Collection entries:

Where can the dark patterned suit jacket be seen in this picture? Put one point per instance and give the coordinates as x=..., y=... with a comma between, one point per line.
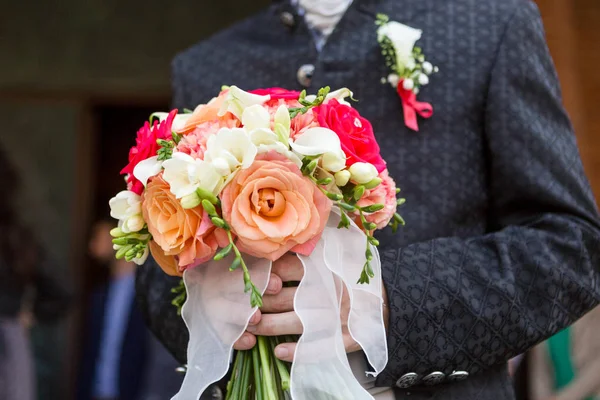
x=502, y=243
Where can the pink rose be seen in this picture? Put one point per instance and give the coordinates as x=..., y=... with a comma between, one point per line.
x=273, y=208
x=355, y=133
x=194, y=143
x=146, y=147
x=384, y=193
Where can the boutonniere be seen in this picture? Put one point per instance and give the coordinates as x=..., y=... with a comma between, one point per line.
x=409, y=69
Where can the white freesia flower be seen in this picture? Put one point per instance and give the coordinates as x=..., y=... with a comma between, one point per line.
x=232, y=148
x=237, y=100
x=321, y=141
x=141, y=260
x=126, y=206
x=185, y=174
x=363, y=172
x=147, y=168
x=178, y=122
x=427, y=67
x=403, y=39
x=256, y=117
x=342, y=177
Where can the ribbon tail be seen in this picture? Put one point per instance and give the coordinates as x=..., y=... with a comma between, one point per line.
x=216, y=314
x=410, y=116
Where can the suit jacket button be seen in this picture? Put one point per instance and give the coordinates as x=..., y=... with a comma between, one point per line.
x=458, y=376
x=434, y=378
x=305, y=74
x=287, y=18
x=407, y=380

## Work item
Working down from the line that contains "Where can the suit", retype each line exactly through the last line of the data, and give nothing else.

## Your response
Where can the suit jacket button be seen in this picture? Put one point per instance and give the coordinates as x=..., y=... with a comma between, one point per line.
x=458, y=376
x=434, y=378
x=305, y=74
x=287, y=18
x=407, y=380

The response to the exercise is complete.